» **Text to read**

They just don't understand.

- I'm starting a Facebook page for everyone to evaluate,

so you don't have to come to us.

Amongst themselves, talk amongst yourselves.

- [Neil] Talk amongst yourselves.

- Now we have Twitter for that.

- Now, he didn't call it Special Theory of Relativity.

Who called it Special?

- That's interesting.

I actually don't know, specifically, the history.

- Why do we have you on this show?

- Because I can explain Relativity.

- Does someone out there know why?

- I mean, the General Theory obviously came later,

when he included the curvature of space-time.

But I don't know who actually coined it Special.

It was just the Theory of Relativity at the time.

- Right, because the paper was on

the electrodynamics of moving bodies.

That's the name of that paper,

of the Special Relativity paper.

- Grabbing title.

But the amazing thing. - Page-turner.

So that was, wait, 1905, then a General Theory

comes out when?

- 1915.

- So, that's 10 years,

and he basically pulled that out of the ether.

- It's probably published in 1916,

but it's 10 or 11 years of struggling with the mathematics

to elevate what we now call the Special Theory

to the General Theory. - Working alone.

- Yeah, he was being influenced by people like Grossmann,

who was a mathematician.

Hilbert was very influential.

So Einstein wrote down several wrong theories along the way,

and there's actually a kind of adorable story

when he was thinking about something

like gravitational waves,

where he kept changing his mind, in print.

He would write papers, say they're real.

- You used the word adorable for a physics story.

- Let the record, adorable for a physics story.

- Let the record catch that.

Pause for a moment.

- And right after this, believe me,

we're gonna get to some very darling theories.

- With cheeks you just wanna pinch.

All right, go on. - He writes a paper saying

gravitational waves are not real.

Then he writes a paper saying they are.

Then he writes another paper several years later,

saying that they're not.

And between acceptance of his paper and publication,

he sneaks in a draft of a manuscript

that says that they are.

And one of his colleagues says, Einstein.

You have to be really careful,

your famous name is gonna be on these papers.

And he just laughs.

He says, my name is on plenty of wrong papers.

You do not need to worry about that.

So it takes him a long time.

I mean, there's decades of him

figuring out gravitational waves,

and the General Theory was 11 years,

and he needed help from other people.

He wrote down several wrong theories.

- Ha, no. - What's hard to hear

is he needed help.

Deadbeat. - Einstein, you dumbass.

- 10 years, damn.

- Is that actually something that is,

did that do anything to?

- In retrospect, that is short order.

Look at String Theory, where we're decades deep.

- Still in it, for decades after decades after decades.

- It might be hundreds of years.

» **Raw data**
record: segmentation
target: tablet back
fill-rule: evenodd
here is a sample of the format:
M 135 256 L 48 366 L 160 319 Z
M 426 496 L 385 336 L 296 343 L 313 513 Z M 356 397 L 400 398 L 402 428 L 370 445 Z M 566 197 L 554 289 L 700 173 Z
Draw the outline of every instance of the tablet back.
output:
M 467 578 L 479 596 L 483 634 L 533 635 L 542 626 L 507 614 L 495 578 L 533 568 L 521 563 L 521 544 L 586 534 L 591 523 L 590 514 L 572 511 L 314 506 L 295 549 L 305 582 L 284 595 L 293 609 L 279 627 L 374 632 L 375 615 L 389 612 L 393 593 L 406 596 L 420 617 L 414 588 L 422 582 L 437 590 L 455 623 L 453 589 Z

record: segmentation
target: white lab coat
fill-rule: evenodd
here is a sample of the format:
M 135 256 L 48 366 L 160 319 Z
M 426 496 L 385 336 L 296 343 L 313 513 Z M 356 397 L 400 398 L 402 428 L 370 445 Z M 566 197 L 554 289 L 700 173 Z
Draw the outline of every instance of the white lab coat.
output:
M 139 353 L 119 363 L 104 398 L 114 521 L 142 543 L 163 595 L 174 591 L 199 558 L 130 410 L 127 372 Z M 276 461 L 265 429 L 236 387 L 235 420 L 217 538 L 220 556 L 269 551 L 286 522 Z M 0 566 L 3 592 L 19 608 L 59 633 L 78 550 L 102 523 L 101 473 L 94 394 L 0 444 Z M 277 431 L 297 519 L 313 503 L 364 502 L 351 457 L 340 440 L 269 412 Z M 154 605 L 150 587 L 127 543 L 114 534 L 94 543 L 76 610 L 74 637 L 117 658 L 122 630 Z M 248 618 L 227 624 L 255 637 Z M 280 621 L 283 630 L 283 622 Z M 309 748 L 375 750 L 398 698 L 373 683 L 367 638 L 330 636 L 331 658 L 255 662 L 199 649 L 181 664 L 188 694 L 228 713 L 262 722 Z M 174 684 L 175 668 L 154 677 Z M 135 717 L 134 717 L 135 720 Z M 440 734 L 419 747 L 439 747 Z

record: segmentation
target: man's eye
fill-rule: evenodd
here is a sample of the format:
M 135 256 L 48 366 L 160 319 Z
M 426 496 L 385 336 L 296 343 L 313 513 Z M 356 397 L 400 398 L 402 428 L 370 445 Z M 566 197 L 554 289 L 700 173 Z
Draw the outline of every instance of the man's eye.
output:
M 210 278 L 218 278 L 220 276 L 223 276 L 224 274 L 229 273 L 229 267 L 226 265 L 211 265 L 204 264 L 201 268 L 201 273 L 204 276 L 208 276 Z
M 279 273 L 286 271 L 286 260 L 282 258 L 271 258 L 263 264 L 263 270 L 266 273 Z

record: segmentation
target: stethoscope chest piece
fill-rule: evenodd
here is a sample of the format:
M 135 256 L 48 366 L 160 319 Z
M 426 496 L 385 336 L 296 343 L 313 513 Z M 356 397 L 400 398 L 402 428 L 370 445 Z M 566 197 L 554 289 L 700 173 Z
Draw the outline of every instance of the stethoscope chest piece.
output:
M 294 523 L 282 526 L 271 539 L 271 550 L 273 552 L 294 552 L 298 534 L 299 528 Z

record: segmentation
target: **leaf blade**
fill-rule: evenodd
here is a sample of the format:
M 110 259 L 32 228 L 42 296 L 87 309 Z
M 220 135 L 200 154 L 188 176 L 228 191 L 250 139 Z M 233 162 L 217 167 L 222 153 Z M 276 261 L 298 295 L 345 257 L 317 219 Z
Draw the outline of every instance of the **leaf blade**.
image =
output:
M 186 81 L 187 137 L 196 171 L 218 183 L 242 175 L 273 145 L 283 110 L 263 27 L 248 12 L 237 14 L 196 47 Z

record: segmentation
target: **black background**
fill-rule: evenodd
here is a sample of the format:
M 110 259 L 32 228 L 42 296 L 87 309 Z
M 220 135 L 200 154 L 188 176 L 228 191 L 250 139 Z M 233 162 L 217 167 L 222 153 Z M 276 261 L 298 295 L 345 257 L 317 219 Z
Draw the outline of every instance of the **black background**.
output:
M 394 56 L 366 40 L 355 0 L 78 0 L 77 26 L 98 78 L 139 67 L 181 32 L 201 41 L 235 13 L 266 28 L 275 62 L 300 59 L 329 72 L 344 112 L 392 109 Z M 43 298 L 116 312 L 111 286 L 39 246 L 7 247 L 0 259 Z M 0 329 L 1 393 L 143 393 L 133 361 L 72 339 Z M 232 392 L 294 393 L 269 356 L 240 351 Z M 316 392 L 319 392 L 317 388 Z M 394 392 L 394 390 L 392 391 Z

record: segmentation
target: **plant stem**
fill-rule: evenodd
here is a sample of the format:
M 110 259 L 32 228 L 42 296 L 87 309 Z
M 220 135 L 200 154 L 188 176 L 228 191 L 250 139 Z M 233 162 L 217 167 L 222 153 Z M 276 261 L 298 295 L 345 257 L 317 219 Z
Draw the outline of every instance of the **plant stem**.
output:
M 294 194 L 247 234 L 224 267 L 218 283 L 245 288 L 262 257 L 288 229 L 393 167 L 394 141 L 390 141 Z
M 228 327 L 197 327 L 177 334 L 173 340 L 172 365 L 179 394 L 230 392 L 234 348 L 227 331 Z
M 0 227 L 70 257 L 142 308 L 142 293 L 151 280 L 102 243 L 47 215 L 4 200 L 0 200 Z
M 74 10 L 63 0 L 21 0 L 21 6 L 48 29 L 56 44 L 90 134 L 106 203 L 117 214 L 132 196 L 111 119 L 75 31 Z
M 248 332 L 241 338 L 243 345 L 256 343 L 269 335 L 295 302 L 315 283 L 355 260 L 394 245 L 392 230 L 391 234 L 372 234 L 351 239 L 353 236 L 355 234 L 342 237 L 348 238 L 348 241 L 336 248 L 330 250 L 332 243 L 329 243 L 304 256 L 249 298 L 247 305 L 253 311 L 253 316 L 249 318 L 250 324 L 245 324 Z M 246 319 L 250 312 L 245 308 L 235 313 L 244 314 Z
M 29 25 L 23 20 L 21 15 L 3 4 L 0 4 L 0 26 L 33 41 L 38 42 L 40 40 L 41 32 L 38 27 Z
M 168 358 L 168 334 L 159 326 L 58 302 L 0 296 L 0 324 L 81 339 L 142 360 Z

» **To be done**
[1] In the Einstein transcript, what did Einstein say to the colleague who warned him that his famous name would be on these papers?
[2] Carry on the Einstein transcript from its final line.
The lines above come from a source separate from the Einstein transcript.

» **The responses**
[1] He laughed and said his name was on plenty of wrong papers, so there was no need to worry about that.

[2]
- And that's dozens of leaders in the field.

- [Janna] Really brilliant people.

- And we have one guy, Einstein.

- By himself. - Basically, yeah.

I didn't mean to take away Janna's point,

that there are others trying to push things along.

- They're nudging him along.

- Right, right. - They're nudging him along

because he's actually putting something out there

to be nudged. - Good point, good point.

- It was really interesting

that it was really him on the, I mean, largely,

there were other physicists.

But him largely on the physics side,

and the mathematicians pulling him up.

Because he was not actually

the most sophisticated mathematical thinker.

Another one of my Einstein quotes, it says,

"You think you have a lot of difficulty with mathematics?

"You should see my difficulties with mathematics."

So, he was a very intuitive thinker,

and he really, originally, rejected the idea

that you had to do all of this differential calculus,

and this really elaborate mathematics.

He thought, that's ridiculous, it's totally overkill.

- Pure thought should be able to--

- You could just think it through,

and it would be like algebra.

And he did that with the Special Theory.

It was stunning,

but he could not do that with the General Theory.

He had to step it up to be differential calculus

and curved manifolds, no mean feat.

- Wow. - Yeah.

But it's pretty.

It's not only adorable, it's pretty.

- What grade did you get in that class, Chuck?

- I was gonna say that what I kinda go with

is that you don't need that.

- You say, I will never need that in my life.

- I will never need that in my life.

Like I actually use that.

- So, he does this, and then in 1921,

he wins the Nobel Prize.

So, but he did so many things,

what did he win it for?

- Well, he didn't win it for Relativity.

- That ain't right. - Wow.

- Which is really interesting.

- That's pretty crazy.

- Yeah, was it the photoelectric effect?

I think technically, it was the photoelectric.

Contributions to quantum, I don't remember the phrasing.

Do you have the phrasing?

- I might, in my notes here. - It was something like

contributions to quantum.

Like, often they're phrased in a way that...

- Give you latitude.

- Moves you from a specific, right.

But it was not for Relativity,

and that is clearly his greatest accomplishment.

- Wow, so it's kind of like if,

when an actor never wins an Oscar,

and then they're just like,

all right, we're just gonna give you a Lifetime Achievement.

- He won it in '21, which is quite early, in a way.

I mean, it was pretty soon after he proposed,

it's not staggeringly late after he proposed

this revolution of quantum thinking.

And the interesting thing is

that he never really accepted quantum mechanics, right?

So he initiates this revolution.

- What is up with Einstein?

- I just keep insulting Einstein.

- But wait a minute, is that his brilliance,

the fact that he was so self-contradicting?

He just, no, I can't, it couldn't be,

it just couldn't be that.

- I think there's something to that,

which is his refusal to accept something

that he didn't actually understand.

- That's a good point.

Plus, you gotta remember the era he came from.

In the 19th century, into the 20th century,

this was the towering achievement of classical physics,

where the world, the universe, was deterministic.

If you tell me where to stand,

and I measure the motions and the momentum,

I will predict all future of this universe.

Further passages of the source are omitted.